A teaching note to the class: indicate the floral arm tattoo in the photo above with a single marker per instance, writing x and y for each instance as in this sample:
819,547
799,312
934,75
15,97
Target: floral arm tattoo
++++++++
**What to do:** Copy the records above line for line, keeping every word, number and line break unchanged.

**Task solution:**
A teaching note to the class: indicate the floral arm tattoo in the photo above with a single marker per instance, writing x and y for each instance as in this sample:
819,547
799,312
934,75
15,97
Target: floral arm tattoo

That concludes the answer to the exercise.